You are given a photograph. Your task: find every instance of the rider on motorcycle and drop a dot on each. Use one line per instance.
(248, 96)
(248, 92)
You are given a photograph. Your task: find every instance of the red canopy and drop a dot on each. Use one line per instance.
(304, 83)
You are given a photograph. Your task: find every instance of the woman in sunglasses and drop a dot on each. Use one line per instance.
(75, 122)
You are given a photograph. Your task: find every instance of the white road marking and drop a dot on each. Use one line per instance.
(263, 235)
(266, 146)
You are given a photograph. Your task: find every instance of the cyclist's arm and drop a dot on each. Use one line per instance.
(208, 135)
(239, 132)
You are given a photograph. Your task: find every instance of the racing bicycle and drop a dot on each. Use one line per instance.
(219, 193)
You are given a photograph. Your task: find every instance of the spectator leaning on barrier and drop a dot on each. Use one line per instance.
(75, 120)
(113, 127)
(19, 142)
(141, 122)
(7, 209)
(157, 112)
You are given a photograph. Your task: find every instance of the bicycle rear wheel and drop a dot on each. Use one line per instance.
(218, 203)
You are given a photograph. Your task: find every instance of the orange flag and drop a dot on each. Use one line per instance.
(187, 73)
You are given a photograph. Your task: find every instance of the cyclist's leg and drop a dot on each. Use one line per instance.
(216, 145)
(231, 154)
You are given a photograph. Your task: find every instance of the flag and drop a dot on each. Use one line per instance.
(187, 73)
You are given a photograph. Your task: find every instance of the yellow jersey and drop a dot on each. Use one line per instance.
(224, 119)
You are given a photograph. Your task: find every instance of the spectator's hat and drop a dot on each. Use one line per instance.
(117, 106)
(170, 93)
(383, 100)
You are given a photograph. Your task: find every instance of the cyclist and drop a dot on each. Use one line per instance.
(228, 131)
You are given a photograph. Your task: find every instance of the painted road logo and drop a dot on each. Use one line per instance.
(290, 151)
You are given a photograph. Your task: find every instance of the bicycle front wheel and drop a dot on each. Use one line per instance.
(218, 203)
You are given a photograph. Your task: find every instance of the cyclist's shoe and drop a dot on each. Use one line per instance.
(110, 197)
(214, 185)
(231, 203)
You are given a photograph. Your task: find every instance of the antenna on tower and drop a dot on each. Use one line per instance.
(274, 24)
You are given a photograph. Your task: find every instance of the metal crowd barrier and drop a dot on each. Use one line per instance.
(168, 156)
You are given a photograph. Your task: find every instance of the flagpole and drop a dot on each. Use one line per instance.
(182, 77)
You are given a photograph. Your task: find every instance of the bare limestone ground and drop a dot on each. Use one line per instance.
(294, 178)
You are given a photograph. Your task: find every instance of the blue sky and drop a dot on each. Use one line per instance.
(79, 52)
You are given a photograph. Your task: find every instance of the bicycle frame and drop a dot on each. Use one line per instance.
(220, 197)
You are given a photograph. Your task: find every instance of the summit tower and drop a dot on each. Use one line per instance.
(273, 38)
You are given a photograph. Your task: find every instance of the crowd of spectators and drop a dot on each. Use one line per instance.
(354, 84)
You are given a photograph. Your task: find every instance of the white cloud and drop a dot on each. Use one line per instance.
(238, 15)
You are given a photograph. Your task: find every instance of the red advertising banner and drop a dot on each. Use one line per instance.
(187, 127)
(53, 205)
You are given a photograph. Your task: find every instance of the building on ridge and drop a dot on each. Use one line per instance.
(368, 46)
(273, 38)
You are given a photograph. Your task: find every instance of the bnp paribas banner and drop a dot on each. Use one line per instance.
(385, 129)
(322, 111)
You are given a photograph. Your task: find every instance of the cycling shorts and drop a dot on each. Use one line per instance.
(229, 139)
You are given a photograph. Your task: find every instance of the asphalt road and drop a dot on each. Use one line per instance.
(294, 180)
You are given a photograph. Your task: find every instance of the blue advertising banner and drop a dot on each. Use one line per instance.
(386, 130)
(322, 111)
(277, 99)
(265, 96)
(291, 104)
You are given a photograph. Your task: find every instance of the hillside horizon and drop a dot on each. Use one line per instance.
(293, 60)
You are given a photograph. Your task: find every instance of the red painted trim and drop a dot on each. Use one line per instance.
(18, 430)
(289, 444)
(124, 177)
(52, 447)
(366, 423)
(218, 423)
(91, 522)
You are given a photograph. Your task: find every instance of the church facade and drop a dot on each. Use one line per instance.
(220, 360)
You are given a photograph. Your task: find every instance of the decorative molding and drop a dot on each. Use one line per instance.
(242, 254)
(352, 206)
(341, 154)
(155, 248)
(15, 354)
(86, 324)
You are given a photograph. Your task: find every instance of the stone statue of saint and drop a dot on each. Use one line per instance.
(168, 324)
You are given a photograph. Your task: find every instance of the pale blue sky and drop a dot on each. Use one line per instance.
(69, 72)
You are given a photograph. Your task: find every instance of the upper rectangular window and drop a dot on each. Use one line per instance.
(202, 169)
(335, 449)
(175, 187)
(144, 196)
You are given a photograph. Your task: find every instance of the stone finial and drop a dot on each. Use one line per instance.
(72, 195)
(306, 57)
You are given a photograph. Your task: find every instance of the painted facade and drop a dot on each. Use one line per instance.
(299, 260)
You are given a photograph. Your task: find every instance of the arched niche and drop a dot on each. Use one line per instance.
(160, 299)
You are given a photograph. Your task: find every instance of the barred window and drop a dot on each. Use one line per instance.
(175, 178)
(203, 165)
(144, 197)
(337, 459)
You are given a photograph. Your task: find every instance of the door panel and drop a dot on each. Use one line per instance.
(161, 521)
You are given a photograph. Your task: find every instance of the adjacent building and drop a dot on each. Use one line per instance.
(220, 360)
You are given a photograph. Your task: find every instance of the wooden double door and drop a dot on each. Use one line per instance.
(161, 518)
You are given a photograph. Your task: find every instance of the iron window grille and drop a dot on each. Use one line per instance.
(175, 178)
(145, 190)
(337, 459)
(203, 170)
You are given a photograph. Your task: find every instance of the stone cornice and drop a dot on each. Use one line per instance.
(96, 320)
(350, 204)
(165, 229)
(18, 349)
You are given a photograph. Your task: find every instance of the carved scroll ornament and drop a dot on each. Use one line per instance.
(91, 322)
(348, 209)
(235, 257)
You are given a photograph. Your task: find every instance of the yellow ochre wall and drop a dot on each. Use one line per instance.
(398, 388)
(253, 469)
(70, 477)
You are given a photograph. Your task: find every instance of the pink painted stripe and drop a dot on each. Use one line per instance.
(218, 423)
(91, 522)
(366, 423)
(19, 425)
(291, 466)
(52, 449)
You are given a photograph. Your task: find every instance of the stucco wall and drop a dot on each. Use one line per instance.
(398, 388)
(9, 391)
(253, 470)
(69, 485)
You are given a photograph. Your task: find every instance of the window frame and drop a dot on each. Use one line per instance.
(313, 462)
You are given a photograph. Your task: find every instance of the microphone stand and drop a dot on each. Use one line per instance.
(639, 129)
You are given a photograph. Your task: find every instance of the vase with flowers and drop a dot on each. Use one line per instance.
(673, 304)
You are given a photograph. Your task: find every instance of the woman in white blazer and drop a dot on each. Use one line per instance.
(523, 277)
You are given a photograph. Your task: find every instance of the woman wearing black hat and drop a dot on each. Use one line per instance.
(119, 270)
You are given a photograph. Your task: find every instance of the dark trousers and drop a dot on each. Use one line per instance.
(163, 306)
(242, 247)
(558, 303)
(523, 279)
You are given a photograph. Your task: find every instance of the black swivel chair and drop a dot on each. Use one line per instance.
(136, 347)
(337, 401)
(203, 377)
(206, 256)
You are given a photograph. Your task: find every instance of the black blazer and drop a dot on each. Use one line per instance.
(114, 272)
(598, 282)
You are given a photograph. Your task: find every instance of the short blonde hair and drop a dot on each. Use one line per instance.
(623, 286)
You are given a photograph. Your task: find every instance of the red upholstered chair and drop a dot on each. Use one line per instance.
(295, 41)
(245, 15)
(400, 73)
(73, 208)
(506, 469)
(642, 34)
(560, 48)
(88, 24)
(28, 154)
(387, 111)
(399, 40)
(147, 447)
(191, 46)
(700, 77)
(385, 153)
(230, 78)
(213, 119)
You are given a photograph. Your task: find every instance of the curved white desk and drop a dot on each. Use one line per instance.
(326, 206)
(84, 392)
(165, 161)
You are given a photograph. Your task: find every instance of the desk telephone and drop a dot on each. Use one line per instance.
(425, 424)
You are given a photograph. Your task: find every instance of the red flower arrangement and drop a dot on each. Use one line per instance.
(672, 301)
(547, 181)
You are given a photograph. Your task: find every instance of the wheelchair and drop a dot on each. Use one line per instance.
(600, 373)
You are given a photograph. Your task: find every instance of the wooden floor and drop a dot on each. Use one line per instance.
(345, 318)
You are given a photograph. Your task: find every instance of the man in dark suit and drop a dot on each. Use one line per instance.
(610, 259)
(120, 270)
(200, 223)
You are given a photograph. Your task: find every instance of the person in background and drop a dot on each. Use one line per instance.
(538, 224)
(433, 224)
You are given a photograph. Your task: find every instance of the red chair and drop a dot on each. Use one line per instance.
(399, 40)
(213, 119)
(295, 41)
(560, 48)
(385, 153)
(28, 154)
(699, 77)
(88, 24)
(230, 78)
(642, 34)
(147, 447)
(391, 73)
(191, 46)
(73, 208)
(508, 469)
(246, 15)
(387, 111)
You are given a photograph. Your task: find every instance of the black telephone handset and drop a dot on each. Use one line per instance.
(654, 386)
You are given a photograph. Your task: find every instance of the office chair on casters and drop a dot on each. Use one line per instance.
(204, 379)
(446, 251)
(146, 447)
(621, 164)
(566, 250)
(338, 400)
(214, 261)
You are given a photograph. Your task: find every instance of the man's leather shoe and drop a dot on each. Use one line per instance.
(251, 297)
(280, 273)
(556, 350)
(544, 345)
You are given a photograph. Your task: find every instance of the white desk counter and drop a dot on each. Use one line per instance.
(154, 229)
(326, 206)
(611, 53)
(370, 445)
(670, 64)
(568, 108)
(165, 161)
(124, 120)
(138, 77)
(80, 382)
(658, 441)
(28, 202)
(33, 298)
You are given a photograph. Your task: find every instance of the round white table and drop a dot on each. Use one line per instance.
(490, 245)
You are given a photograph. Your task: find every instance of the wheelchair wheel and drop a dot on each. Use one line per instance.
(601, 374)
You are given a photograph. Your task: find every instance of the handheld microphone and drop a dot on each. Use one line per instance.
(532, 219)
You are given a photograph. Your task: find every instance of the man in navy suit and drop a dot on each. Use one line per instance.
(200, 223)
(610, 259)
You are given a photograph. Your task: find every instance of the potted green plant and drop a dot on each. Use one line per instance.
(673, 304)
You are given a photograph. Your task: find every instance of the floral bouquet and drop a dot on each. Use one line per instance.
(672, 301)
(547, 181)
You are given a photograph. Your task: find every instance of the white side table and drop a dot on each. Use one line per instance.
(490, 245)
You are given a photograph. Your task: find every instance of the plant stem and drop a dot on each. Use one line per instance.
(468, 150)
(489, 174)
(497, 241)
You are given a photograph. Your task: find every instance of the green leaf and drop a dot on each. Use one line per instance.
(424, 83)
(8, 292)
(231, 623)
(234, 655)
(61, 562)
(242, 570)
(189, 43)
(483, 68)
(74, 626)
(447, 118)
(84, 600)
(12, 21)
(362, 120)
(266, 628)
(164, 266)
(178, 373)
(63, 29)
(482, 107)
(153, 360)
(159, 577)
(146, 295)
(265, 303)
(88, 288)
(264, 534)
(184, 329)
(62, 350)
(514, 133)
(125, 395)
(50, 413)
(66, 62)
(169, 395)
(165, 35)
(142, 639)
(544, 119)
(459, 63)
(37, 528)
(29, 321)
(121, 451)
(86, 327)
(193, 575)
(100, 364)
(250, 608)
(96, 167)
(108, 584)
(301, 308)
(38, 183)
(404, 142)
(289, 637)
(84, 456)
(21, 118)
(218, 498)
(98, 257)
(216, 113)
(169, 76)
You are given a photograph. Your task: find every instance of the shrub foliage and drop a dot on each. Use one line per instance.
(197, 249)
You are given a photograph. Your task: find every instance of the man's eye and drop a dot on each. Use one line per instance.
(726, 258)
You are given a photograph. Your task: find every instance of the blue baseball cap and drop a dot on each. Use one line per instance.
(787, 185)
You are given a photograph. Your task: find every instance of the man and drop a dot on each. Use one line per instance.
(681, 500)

- Given exercise:
Reproduce nothing but the lines from the line containing "of the plant" to the last line of the data, each exactly as written.

- Complete answer:
You are given a photograph. Your task: find every instance of the plant stem and drop a dot on each. Use one line per instance.
(468, 150)
(489, 174)
(497, 241)
You are given a photograph. Your task: find every instance of the green leaf and drop a dot on each. Use one line per instance.
(424, 83)
(8, 292)
(231, 623)
(234, 655)
(61, 562)
(242, 570)
(189, 43)
(483, 68)
(74, 626)
(447, 118)
(84, 600)
(12, 21)
(362, 120)
(266, 628)
(164, 266)
(178, 373)
(63, 29)
(482, 107)
(153, 360)
(159, 577)
(146, 295)
(265, 303)
(88, 288)
(264, 534)
(184, 329)
(62, 350)
(514, 133)
(125, 395)
(50, 413)
(66, 62)
(169, 395)
(165, 35)
(142, 639)
(544, 119)
(459, 63)
(37, 528)
(29, 321)
(121, 451)
(86, 327)
(193, 575)
(100, 364)
(250, 608)
(96, 167)
(108, 584)
(301, 308)
(38, 183)
(404, 142)
(289, 637)
(84, 456)
(21, 118)
(218, 498)
(98, 257)
(216, 113)
(169, 76)
You are given a photograph. Your task: find every instance of the shrub foliage and drop a dot on each. Use one line per instance.
(197, 249)
You are given a photograph. Your task: find every instance of the man's eye and drop a dot on each. Use one line per instance.
(726, 258)
You are given a photograph. Your task: find every instance of the blue baseball cap and drop a dot on each. Use one line per instance.
(787, 185)
You are given a photograph. Your task: find every instance of the man and drop a dot on each. Use one line per instance.
(681, 500)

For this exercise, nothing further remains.